# GIVEN TASK A
Reproduce verbatim the lines of the entries starting at the line that contains "We need you to process the image above and detect black" and ending at the line that contains "[1046,581,1084,624]".

══ PROVIDED PASSAGE

However I am a shareholder and can apportion the blame where I want, with reason, which is what I'm doing. If I think the Board are failing then as a shareholder, I'm allowed to vote them out if there's enough support from other shareholders. I'm not saying this is the intention, just advising you what my rights are.
Shareholders can use whatever legal means they can to address issues and change the strategy if they wish to. We are owners of the company and the BoD work on our behald to look after our interests.
Anyway, its probably best to filter you now as I have no appetitie to go back and forth with you.
It's really sad seeing people bail out at huge losses. I don't think the Amigo BoD will pursue the wind-down option because they advised they're looking at other options last week including SOA3 but the uncertainty around the raise is troubling nevertheless.
Maybe they're just looking at other options to show to us that they've explored all ideas and looked at all avenues as a box ticking exercise. We may never know their true intentions but trust in this BoD has pretty much evaporated.

════
══ RECORDS SUPPLIED

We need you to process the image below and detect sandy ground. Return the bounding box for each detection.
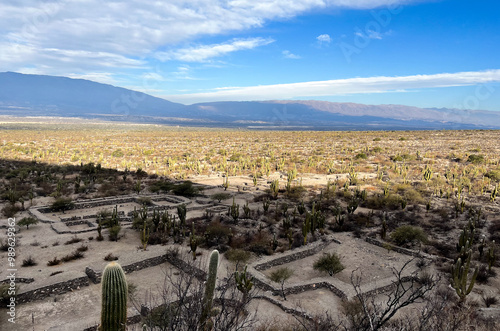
[0,183,500,331]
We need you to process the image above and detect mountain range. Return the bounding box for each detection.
[0,72,500,130]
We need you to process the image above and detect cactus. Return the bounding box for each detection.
[99,262,128,331]
[189,222,198,261]
[451,219,479,302]
[424,166,432,182]
[490,185,498,202]
[487,240,497,272]
[97,215,104,241]
[177,204,187,237]
[262,199,271,214]
[234,266,253,302]
[271,233,279,252]
[270,179,280,199]
[229,198,240,222]
[243,201,251,218]
[141,221,150,250]
[200,249,219,330]
[302,217,311,245]
[222,174,229,191]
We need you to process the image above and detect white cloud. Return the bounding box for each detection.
[0,0,416,74]
[164,69,500,103]
[316,34,332,44]
[155,38,274,62]
[281,50,301,60]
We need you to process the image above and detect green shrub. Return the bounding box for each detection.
[484,170,500,182]
[50,198,75,213]
[172,180,200,197]
[313,253,344,276]
[225,249,251,264]
[109,225,122,241]
[210,193,231,203]
[391,225,428,246]
[467,154,484,164]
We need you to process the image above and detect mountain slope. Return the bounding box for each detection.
[0,72,184,116]
[0,72,500,130]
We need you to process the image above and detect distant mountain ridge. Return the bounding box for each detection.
[0,72,500,130]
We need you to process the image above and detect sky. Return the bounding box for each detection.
[0,0,500,111]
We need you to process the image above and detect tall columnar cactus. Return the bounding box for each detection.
[99,262,128,331]
[177,204,187,237]
[270,179,280,198]
[234,266,253,302]
[200,249,219,330]
[451,220,479,302]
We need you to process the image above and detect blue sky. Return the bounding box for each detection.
[0,0,500,111]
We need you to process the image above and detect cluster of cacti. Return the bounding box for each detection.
[200,250,219,330]
[99,262,128,331]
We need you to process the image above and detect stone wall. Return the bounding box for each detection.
[0,278,35,284]
[85,255,168,284]
[17,277,90,303]
[365,237,435,260]
[254,238,340,271]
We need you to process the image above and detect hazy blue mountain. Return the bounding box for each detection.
[0,72,500,130]
[0,72,184,116]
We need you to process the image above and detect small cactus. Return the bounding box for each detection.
[200,249,219,330]
[234,266,253,302]
[99,262,128,331]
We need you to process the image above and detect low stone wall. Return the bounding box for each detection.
[365,237,434,260]
[50,221,95,234]
[85,254,168,284]
[61,216,82,222]
[165,253,207,281]
[66,220,96,228]
[83,314,142,331]
[254,238,340,271]
[255,295,313,321]
[17,277,90,303]
[0,278,35,284]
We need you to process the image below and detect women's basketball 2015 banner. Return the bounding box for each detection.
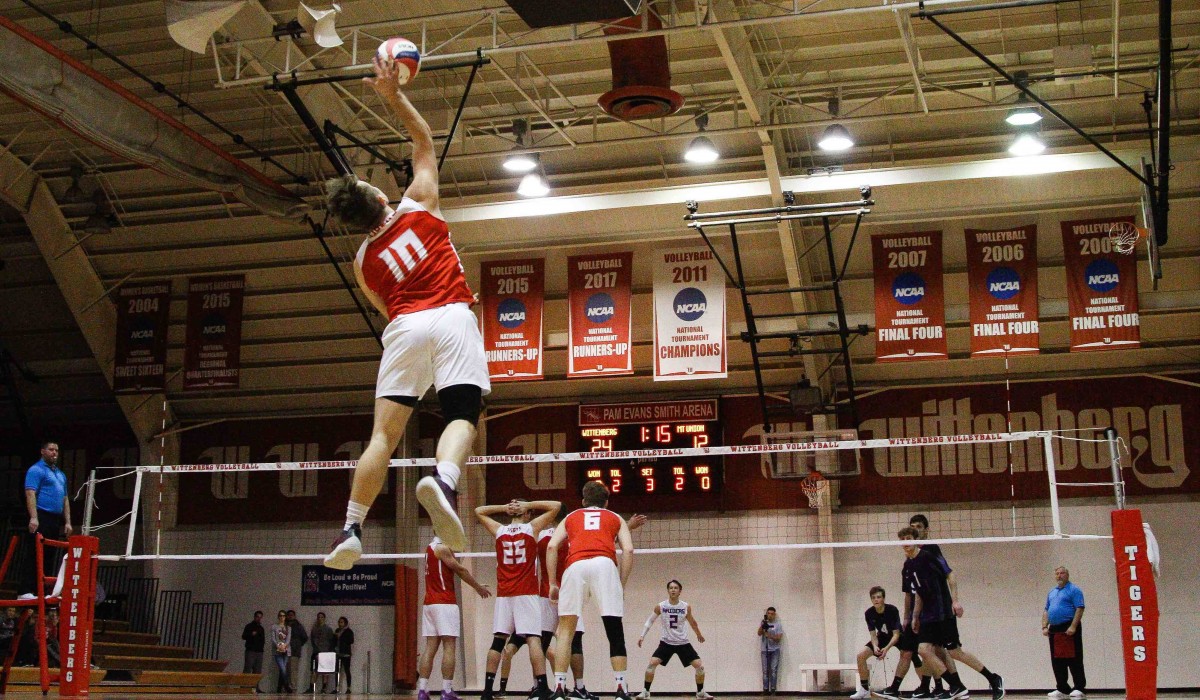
[966,225,1039,357]
[871,231,948,363]
[1062,216,1141,352]
[654,247,726,382]
[113,280,170,394]
[184,275,246,389]
[566,252,634,377]
[479,258,546,382]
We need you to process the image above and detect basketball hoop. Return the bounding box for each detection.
[800,472,829,508]
[1109,221,1148,255]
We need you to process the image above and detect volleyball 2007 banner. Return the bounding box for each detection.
[566,252,634,377]
[654,247,726,382]
[871,231,948,363]
[479,258,546,382]
[184,275,246,389]
[1062,216,1141,352]
[113,280,170,394]
[966,225,1039,357]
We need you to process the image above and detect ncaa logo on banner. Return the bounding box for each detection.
[583,292,617,323]
[988,268,1021,300]
[892,273,925,306]
[1084,258,1121,292]
[672,287,708,323]
[496,298,526,329]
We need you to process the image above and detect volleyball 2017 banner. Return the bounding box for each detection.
[479,258,546,382]
[966,225,1039,357]
[566,252,634,377]
[184,275,246,389]
[113,280,170,394]
[871,231,948,363]
[1062,216,1141,352]
[654,247,727,382]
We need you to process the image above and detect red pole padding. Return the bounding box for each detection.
[1112,510,1158,700]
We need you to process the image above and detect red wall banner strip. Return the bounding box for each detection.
[479,258,546,382]
[113,280,170,394]
[566,252,634,377]
[1062,216,1141,352]
[871,231,948,363]
[1112,510,1158,700]
[966,225,1039,357]
[184,275,246,389]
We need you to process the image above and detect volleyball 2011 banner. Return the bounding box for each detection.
[1062,216,1141,352]
[113,280,170,394]
[479,258,546,382]
[566,252,634,377]
[966,225,1039,357]
[654,247,727,382]
[184,275,246,389]
[871,231,948,363]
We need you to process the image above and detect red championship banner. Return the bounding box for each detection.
[871,231,948,363]
[479,258,546,382]
[1062,216,1141,352]
[966,225,1038,357]
[184,275,246,389]
[566,252,634,377]
[1112,510,1158,700]
[113,280,170,394]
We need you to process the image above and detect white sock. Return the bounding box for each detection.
[346,501,371,528]
[437,462,462,491]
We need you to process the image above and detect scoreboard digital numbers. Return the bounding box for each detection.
[580,400,725,510]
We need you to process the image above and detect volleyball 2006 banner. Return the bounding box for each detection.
[113,280,170,394]
[654,247,726,382]
[966,225,1039,357]
[1062,216,1141,352]
[871,231,948,363]
[566,252,634,377]
[479,258,546,382]
[184,275,246,389]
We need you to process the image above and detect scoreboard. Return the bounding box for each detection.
[580,400,725,510]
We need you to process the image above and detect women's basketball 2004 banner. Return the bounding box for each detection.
[1062,216,1141,352]
[966,225,1039,357]
[479,258,546,382]
[113,280,170,394]
[566,252,634,377]
[871,231,948,363]
[184,275,246,389]
[654,247,726,382]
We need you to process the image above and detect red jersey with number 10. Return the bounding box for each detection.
[496,522,538,598]
[563,508,622,572]
[356,197,474,321]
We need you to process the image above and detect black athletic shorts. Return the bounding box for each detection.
[650,641,700,666]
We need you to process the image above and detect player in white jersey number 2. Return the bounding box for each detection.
[637,580,713,700]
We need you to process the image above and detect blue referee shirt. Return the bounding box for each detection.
[25,460,67,513]
[1046,581,1084,624]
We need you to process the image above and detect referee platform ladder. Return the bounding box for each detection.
[684,186,875,432]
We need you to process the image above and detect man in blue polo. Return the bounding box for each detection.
[19,442,72,600]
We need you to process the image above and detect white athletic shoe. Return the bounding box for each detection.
[416,477,467,552]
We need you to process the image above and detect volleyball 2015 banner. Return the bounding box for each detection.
[566,252,634,377]
[871,231,948,363]
[966,225,1039,357]
[113,280,170,394]
[1062,216,1141,352]
[479,258,546,382]
[184,275,246,389]
[654,247,726,382]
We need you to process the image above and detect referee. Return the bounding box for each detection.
[19,442,72,600]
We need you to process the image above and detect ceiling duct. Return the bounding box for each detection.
[506,0,642,29]
[598,12,683,121]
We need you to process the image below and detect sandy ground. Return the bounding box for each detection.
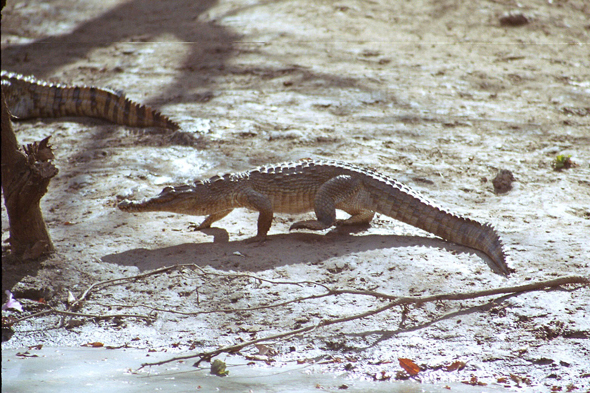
[2,0,590,391]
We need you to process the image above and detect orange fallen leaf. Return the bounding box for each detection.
[397,358,420,377]
[82,341,104,348]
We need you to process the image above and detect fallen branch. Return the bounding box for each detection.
[139,276,590,369]
[3,306,154,326]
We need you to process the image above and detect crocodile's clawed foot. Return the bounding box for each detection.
[188,222,211,232]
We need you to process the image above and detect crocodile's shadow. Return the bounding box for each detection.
[102,228,504,272]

════

# GIVEN TASK B
Extend the post about Amigo shareholders and their board, picking up after its final sentence.

# EXPECTED ANSWER A
We need you to process the image above and detect black athletic shorts. Return the bounding box for each detection.
[650,641,700,666]
We need you to process the image above and detect player in white jersey number 2. Return the bounding box for each detection.
[637,580,713,700]
We need you to process the image above and detect blue referee shirt. Return the bounding box for each detection.
[25,460,67,513]
[1046,581,1084,624]

# EXPECTED ANSWER B
If we're going to apportion blame fairly then one thing is for certain, it was the Amigo BoD who got us in this mess and it's the Amigo BoD who are the only stakeholder to be benefitting from this situation. They've achieved nothing for shareholders apart from create uncertainty since the Scheme was sanctioned. The share price is substantially lower now than it was going into the high court hearing, which none of us could've imagined 12 months ago.
ASAG had a meeting with the BoD in Bournemouth and most of the issues we're facing today were highlighted in detail to them by my associate. We spent the whole afternoon discussing the flaws in the Scheme but the Board failed to act on them, and we were forced to make a submission to the high court.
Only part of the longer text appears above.